Stored data START

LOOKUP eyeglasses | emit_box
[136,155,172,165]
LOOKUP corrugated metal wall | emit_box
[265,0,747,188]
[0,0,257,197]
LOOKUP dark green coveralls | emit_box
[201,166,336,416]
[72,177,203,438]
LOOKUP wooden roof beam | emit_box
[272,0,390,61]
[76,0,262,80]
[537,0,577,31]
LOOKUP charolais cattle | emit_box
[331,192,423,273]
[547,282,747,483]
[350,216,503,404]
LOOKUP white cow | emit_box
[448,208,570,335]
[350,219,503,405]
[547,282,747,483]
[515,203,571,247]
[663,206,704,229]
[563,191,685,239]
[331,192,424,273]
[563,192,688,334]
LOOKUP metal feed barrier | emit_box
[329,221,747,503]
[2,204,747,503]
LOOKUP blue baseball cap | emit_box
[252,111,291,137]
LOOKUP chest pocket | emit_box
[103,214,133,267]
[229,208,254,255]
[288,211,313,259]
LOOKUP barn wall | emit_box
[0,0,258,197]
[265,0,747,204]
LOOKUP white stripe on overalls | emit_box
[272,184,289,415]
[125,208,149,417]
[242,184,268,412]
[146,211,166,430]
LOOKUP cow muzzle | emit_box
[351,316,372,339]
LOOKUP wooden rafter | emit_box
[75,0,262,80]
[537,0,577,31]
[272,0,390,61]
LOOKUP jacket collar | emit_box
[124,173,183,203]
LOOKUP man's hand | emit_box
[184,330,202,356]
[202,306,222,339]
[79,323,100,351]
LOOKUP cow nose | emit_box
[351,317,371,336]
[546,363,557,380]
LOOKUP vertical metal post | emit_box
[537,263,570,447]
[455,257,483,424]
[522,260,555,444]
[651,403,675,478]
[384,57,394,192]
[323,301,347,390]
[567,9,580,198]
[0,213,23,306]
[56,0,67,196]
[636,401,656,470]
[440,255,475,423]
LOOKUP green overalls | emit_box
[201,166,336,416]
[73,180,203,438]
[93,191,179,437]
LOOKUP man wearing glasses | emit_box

Stored data END

[Assignment]
Above are the entries; give them back verbatim.

[Result]
LOOKUP eyeglasses | emit_box
[136,155,172,165]
LOOKUP corrugated metal wall | emit_box
[265,0,747,188]
[0,0,257,197]
LOOKUP dark green coveralls | emit_box
[201,166,336,416]
[72,177,203,438]
LOOKUP wooden roof beam | emit_box
[272,0,390,61]
[76,0,262,80]
[537,0,577,31]
LOOKUP charolais cattle | emit_box
[331,192,423,273]
[547,282,747,483]
[350,216,503,404]
LOOKUP white cow | emit_box
[448,208,570,335]
[350,219,503,405]
[547,282,747,483]
[515,203,571,247]
[663,206,704,229]
[563,191,685,239]
[331,192,424,273]
[563,192,688,334]
LOOKUP metal feed barrier | emit_box
[329,221,747,503]
[2,204,747,503]
LOOKUP blue baseball cap | emit_box
[252,111,291,137]
LOOKUP chest pocket | emit_box
[103,214,133,267]
[229,208,254,255]
[288,211,313,259]
LOOKUP barn wall | emit_box
[0,0,258,197]
[265,0,747,204]
LOOKUP white stripe on overalls | emit_box
[272,184,289,415]
[125,208,149,417]
[242,184,268,412]
[146,211,166,430]
LOOKUP cow muzzle | emit_box
[351,316,372,339]
LOOKUP wooden rafter | emit_box
[75,0,262,80]
[537,0,577,31]
[272,0,390,61]
LOOKUP jacket collar | emit_box
[124,173,183,203]
LOOKUP man's hand | emit_box
[184,330,202,356]
[202,306,222,339]
[79,323,100,351]
LOOKUP cow nose | emit_box
[351,317,371,336]
[546,363,557,380]
LOOKUP vertical metal post | emit_box
[537,263,570,447]
[455,257,483,424]
[522,260,555,444]
[651,403,675,478]
[384,57,394,192]
[323,301,347,390]
[567,9,580,198]
[0,213,23,306]
[56,0,67,196]
[636,401,656,470]
[440,255,475,423]
LOOKUP green overalls | emit_box
[201,166,336,416]
[73,180,203,438]
[93,191,179,437]
LOOKUP man wearing glasses | emit_box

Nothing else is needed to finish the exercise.